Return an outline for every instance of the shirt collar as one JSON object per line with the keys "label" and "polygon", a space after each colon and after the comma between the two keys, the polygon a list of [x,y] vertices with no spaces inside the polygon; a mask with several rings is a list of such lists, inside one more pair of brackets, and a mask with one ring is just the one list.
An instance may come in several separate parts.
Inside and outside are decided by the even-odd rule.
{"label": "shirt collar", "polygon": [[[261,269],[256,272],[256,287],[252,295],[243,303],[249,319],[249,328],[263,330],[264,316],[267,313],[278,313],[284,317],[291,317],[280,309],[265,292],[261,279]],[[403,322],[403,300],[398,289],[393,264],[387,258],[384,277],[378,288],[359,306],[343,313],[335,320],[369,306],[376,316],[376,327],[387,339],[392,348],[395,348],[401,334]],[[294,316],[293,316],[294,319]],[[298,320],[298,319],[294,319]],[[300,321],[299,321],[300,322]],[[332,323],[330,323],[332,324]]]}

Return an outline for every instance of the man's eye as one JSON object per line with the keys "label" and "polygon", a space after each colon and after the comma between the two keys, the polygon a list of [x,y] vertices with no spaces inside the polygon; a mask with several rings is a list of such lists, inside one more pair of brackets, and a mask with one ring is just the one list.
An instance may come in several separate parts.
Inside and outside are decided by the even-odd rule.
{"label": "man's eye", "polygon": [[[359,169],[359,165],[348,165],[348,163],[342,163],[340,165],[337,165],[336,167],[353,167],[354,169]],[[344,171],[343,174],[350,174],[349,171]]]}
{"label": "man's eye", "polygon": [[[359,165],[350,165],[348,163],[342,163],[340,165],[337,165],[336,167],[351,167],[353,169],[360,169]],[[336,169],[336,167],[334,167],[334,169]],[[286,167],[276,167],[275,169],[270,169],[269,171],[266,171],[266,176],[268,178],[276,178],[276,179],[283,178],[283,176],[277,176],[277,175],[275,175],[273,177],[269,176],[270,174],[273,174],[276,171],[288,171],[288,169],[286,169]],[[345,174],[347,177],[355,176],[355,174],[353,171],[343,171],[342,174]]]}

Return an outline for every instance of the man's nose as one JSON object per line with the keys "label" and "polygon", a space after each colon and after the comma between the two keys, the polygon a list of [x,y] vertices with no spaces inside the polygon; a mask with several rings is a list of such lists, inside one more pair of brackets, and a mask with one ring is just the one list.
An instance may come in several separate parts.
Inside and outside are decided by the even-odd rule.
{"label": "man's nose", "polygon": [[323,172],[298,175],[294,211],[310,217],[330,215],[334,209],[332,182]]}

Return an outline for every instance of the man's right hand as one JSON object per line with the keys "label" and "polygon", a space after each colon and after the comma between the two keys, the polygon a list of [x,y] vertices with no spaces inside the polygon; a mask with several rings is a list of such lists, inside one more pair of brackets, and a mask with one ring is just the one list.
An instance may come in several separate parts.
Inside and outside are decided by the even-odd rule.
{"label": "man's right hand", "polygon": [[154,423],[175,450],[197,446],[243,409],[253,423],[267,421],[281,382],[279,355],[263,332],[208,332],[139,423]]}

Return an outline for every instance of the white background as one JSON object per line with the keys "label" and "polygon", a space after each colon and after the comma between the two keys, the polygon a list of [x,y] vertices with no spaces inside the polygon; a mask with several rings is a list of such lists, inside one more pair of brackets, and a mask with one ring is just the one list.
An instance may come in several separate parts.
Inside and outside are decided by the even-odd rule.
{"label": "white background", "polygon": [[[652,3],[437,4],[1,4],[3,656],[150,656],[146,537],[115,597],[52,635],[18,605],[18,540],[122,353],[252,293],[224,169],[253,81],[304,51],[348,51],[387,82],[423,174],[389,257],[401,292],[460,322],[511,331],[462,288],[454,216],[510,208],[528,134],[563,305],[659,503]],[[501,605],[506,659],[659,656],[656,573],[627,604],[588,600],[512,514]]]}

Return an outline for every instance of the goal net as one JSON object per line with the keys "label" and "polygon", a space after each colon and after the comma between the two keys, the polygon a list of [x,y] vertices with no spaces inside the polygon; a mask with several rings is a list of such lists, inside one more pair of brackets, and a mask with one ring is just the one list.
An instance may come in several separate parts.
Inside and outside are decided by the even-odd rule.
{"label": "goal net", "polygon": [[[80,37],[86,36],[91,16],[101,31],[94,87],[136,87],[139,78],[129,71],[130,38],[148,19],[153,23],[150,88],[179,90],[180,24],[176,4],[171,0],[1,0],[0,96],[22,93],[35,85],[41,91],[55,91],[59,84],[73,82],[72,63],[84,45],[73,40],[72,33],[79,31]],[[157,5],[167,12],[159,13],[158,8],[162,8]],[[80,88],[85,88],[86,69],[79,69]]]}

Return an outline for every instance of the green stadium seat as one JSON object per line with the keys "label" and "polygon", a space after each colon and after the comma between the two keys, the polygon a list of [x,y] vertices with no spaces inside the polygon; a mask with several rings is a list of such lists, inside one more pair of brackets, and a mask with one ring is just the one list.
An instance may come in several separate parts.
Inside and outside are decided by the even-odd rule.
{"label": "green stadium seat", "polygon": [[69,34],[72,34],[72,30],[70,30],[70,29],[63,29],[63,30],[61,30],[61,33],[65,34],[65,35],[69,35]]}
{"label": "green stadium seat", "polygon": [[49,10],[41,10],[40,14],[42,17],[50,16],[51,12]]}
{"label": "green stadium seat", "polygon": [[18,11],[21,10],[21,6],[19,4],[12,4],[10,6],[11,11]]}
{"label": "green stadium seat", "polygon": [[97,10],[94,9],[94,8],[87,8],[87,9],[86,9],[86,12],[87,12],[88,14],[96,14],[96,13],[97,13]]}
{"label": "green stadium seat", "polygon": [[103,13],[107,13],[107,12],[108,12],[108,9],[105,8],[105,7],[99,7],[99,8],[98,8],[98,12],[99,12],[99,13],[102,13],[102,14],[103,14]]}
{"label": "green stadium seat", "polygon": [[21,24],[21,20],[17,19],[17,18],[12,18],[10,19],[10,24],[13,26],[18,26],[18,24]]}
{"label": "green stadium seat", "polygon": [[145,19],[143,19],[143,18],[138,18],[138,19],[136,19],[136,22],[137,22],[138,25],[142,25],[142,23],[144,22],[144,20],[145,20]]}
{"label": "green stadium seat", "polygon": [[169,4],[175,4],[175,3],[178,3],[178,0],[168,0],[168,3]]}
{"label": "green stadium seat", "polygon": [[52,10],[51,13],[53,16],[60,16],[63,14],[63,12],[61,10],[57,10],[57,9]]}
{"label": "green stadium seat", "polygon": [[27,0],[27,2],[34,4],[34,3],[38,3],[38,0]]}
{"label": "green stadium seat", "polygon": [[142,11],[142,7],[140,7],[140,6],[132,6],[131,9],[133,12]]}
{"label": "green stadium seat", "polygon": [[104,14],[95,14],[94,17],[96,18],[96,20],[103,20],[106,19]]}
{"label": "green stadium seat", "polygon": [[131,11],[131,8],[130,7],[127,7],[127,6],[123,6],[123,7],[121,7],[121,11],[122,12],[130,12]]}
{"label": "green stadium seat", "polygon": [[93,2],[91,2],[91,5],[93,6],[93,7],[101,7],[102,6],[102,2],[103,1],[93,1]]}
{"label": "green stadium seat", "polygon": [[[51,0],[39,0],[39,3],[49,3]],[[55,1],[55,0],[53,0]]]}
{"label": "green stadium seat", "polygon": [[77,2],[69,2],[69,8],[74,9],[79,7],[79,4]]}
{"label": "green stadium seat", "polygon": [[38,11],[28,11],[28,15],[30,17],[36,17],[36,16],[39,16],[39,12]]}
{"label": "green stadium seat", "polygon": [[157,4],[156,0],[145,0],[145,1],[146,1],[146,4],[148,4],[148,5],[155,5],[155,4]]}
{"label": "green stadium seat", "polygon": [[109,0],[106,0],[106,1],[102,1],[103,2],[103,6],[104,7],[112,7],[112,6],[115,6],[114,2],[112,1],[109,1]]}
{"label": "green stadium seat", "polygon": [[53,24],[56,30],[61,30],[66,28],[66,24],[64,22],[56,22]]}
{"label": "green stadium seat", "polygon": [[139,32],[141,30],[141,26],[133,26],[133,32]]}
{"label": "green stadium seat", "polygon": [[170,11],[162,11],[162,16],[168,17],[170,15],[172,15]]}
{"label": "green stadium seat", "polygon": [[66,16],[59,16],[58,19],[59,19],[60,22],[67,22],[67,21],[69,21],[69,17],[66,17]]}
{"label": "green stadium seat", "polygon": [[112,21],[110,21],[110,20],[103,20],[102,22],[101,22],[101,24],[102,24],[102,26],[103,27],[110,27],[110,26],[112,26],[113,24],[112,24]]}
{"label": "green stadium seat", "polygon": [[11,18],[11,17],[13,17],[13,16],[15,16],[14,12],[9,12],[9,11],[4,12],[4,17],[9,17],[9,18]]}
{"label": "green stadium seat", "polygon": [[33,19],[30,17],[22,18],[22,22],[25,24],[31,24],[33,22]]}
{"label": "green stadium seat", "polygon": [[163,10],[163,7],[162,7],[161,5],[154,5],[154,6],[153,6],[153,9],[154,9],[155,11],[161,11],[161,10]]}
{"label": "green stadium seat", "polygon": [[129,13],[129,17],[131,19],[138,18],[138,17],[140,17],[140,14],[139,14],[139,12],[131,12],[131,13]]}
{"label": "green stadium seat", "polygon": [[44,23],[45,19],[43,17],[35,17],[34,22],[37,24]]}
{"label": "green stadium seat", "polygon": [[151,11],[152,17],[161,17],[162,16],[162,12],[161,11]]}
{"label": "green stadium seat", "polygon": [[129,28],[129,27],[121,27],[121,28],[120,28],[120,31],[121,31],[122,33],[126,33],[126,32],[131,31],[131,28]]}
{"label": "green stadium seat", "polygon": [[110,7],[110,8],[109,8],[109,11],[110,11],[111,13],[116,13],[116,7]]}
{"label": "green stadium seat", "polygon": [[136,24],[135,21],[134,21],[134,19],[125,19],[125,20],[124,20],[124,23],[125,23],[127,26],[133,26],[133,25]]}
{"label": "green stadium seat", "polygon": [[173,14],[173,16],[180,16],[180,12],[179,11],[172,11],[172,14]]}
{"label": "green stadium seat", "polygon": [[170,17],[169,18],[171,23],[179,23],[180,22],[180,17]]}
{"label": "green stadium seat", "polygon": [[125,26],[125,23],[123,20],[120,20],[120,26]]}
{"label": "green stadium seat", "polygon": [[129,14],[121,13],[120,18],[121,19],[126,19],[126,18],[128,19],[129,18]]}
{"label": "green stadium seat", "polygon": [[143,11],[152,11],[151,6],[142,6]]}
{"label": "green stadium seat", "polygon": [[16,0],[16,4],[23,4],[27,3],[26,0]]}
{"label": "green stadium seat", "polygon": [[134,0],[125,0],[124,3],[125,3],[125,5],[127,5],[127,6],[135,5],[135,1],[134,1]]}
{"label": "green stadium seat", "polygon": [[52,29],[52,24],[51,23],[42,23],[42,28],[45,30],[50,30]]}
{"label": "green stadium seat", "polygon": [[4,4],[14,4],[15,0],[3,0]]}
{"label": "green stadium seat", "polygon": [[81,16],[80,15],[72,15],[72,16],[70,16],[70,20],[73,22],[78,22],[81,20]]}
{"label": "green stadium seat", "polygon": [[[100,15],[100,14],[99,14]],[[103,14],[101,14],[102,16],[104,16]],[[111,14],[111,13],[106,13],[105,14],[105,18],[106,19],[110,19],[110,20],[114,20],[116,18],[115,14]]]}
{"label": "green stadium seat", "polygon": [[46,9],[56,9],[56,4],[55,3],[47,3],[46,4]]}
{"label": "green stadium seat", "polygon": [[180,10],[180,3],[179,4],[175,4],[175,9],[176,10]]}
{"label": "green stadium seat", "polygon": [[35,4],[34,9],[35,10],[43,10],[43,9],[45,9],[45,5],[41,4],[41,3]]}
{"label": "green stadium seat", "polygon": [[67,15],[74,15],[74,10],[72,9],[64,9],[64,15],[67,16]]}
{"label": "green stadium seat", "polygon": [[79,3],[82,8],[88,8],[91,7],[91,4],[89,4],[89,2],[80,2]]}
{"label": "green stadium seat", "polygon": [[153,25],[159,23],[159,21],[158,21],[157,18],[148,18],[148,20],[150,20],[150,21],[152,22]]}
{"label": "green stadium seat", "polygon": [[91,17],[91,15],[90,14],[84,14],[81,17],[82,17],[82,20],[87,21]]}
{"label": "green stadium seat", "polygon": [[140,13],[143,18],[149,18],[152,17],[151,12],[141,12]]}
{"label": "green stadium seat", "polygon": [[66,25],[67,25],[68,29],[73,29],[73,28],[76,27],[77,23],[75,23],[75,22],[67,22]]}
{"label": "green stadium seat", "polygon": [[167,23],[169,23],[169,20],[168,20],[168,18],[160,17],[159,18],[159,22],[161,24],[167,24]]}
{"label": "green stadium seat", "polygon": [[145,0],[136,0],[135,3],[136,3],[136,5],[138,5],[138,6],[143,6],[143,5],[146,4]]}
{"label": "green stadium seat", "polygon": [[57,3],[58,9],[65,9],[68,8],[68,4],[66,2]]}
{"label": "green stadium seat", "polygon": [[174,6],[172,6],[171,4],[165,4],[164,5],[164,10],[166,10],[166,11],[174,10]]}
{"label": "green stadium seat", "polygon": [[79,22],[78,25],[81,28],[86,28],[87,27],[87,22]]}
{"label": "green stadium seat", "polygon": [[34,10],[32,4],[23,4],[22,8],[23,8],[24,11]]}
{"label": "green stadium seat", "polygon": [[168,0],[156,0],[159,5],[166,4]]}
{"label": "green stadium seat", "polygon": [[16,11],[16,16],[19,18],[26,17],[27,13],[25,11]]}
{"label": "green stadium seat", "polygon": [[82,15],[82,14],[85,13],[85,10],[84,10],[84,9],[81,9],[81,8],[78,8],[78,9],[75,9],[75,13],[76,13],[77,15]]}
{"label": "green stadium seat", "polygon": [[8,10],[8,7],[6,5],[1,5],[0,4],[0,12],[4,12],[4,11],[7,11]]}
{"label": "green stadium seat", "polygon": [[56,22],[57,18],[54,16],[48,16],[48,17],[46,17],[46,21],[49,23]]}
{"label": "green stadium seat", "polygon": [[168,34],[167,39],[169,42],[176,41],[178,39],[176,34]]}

Task statement - Print each line of the listing above that contains the word "white", treating uppercase and lowercase letters as different.

Response below -
Return an outline for every instance of the white background as one JSON object per line with the keys "label" and "polygon", a space after each colon and after the comma between the two keys, the polygon a list of [x,y] vertices with no spaces inside the polygon; a mask with several rings is a list of such lists, inside one more pair of brackets, and a mask with one ring is just the one list.
{"label": "white background", "polygon": [[[652,3],[437,4],[1,4],[3,656],[150,656],[146,537],[115,597],[52,635],[18,605],[18,540],[122,353],[252,293],[224,169],[253,81],[304,51],[348,51],[387,82],[423,174],[389,257],[401,292],[460,322],[511,331],[462,288],[454,216],[510,208],[528,134],[563,305],[659,503]],[[501,605],[506,659],[659,656],[656,573],[627,604],[588,600],[512,514]]]}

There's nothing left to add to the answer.